Назовите, пожалуйста, что нашел рентген согласно исследуемому тексту.

* **Исследуемый текст**
+++

Потом этот черно-золотой коридор вернулся – уже в самом обыкновенном сне после моей командировки в прифронтовое Кодорское ущелье. Я даже стих о том сне написал (а о первом «сне» пишу впервые через тридцать лет), только вот не испытал эйфорию вновь. Сон, пусть и такой четкий, пусть и осознанный потом, и описанный, – это только сон, а не полет от своего наглядного тела.
Возвращался я и в больницу к Аркадию, полушутя радовался, что он специализировался на конечностях, а не на голове, не то страдал бы мой рабочий орган от имеющегося в больнице блата. Хворь переходила, как переминалась, с ноги на ногу, вот когда я снова вспомнил неунывающего соседа по палате! За пару лет я провел на костылях больше года. Меня переводили с этажа на этаж, из гнойной хирургии в ревматологию, а ноги продолжали пухнуть. Ко мне водили, как в анатомический театр, студентов-медиков целыми группами, накрашенные девичьи пальчики стройными фалангами погружались в мои инфильтраты. Раньше подобные подкожные рыхлые бугры они могли видеть только на иллюстрациях в учебниках. Иногда я оказывался дома, в отпуску. Поднимаясь на пятый этаж, промахнулся костылем мимо ступеньки – и вновь увидел контраст черноты и обжигающих звезд. Реальность искр из потемневших глаз была ощутима, как никогда: сломал нос в трех проекциях. …
Вылечился, лишь когда сам сообразил, что источник гнили – не в ногах. Рентген нашел гнойник под зубом, удалили – и долой костыли. Вот что значит, на самом деле, «в зуб ногой»! Теперь надо было учиться ходить, а ноги после гипса и инфильтратов походили на какой-нибудь пустой сказочно-восточный хурджум – кожаный мешок на палке. И я поехал в Крым, к родителям парня, которого недавно принял в редакцию после журфака. Прожил у них месяца полтора, дважды в день ходил на море, а оно было в четырех километрах от дома. Много плавал, особенно под водой, бил острогой рыбешек и таскал рапанов. Домой вернулся бронзовым не только по цвету и по собственным ощущениям гудящей силы – и на сторонний взгляд мускулы, казалось, колокольно звенели. Поэтому не составило труда уговорить Любу отпустить со мной на будущее лето дочек в Крым, в Приветное – в бывший татарский Ускут. Теперь Лиза каждый год вывозит туда свою семью, теперь она учит свою Варю жизни без удобств, как я учил тридцать лет назад ее.
Как раз Лиза и обусловила, непреднамеренно, мою вторую попытку вступить в контакт с чем-то запредельным. Она кончала школу, начиналось лето. Пошла в гости к подружкам. Исчезли они уже вместе. А вокруг Уфы именно в то лето стали находить следы деятельности маньяка, я по газетной привычке был хорошо о ней осведомлен. Две девочки растерзаны там-то, одна – там…
Самый дикий страх поднял волосы на затылке, но не парализовал. Я стал звонить по всему спектру правоохранителей, благо тогда у меня с башкирской милицией еще были деловые отношения. Батальон МВД вышел на прочесывание, на моей кухне присоединили к телефону редкую тогда штуку – определитель. Вдруг подружек похитили и бандиты захотят позвонить и потребовать выкуп. Резон был такой: по тем временам я был в республике заметной фигурой, дикие отморозки могли решить, что денег на дочку журналист найдет.

+++

* **Предоставленные записи**

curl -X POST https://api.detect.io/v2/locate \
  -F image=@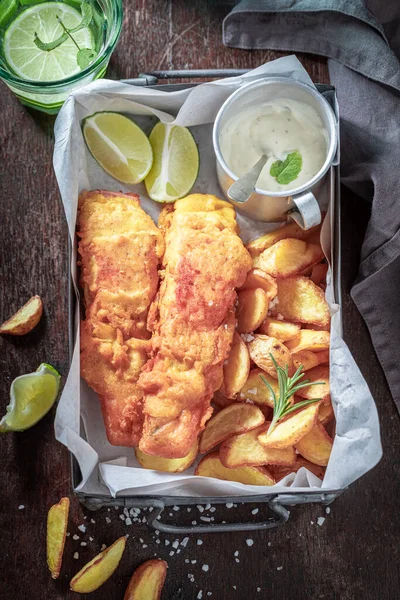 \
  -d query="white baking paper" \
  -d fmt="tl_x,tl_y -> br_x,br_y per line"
54,56 -> 381,496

+++

* **Решение задания**
Гнойник под зубом.